Information given START

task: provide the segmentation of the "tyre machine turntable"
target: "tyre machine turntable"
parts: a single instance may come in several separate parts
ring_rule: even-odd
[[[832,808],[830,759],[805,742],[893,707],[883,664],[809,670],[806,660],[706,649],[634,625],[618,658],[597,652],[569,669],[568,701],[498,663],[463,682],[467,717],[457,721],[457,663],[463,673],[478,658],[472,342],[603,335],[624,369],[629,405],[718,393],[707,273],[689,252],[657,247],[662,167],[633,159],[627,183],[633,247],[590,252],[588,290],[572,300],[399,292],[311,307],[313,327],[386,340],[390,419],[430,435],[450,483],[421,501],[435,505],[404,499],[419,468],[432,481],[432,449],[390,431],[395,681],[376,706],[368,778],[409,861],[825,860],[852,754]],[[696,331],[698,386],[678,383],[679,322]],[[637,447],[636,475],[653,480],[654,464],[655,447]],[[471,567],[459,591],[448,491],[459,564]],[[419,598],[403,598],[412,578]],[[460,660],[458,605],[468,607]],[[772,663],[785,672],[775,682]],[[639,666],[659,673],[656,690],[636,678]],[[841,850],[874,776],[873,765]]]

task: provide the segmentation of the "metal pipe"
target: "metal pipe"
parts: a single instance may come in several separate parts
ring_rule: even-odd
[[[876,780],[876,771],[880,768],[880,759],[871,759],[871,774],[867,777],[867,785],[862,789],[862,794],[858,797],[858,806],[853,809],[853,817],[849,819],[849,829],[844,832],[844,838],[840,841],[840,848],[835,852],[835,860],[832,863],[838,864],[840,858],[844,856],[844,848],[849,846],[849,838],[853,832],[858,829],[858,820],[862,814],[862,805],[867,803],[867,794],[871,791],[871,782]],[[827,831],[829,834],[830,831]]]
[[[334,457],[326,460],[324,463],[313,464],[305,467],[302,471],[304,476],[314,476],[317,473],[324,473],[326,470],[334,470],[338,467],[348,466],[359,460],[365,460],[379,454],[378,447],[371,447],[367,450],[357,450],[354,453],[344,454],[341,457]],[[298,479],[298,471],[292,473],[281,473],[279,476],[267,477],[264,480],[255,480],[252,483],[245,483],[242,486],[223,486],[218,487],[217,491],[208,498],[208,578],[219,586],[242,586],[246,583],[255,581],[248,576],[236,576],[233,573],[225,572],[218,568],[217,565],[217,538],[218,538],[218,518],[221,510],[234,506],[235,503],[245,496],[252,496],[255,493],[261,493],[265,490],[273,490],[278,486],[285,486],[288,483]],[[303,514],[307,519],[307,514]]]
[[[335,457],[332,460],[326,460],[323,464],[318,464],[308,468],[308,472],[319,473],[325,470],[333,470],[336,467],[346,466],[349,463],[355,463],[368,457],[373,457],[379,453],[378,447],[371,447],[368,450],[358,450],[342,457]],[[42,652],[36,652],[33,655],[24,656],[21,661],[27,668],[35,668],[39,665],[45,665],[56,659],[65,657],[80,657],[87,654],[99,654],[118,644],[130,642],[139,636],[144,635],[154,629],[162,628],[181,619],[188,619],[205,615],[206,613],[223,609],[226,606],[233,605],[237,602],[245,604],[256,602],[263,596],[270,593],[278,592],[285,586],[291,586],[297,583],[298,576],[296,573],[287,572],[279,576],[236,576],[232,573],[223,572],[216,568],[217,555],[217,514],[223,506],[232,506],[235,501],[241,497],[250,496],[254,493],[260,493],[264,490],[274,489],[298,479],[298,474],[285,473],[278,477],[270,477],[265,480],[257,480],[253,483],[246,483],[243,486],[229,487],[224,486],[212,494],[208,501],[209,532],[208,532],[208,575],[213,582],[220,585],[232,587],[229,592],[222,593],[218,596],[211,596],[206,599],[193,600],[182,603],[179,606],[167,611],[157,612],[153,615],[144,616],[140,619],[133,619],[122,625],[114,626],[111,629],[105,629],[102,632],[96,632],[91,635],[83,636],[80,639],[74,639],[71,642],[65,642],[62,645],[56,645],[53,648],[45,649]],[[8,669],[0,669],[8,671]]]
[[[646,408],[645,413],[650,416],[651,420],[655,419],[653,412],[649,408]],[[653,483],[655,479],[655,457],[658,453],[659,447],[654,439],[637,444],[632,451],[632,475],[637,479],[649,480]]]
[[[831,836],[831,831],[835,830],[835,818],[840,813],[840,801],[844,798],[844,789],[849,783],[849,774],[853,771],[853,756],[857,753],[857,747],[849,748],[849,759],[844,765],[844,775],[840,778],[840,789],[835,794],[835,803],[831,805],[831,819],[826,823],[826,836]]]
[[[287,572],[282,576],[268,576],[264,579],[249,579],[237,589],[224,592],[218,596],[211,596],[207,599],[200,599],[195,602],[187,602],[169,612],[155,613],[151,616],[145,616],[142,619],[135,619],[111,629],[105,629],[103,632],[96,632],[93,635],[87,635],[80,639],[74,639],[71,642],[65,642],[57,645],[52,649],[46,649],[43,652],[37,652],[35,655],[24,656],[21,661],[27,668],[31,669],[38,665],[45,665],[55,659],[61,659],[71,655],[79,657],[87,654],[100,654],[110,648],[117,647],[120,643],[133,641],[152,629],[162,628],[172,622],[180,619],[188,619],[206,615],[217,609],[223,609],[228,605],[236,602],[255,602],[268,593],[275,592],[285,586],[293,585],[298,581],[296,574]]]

Information given END

◆ **Task description**: Reproduce every line above containing "segmentation".

◆ **Your solution**:
task: provide the segmentation of the "tyre machine turntable"
task: provide the segmentation of the "metal pipe"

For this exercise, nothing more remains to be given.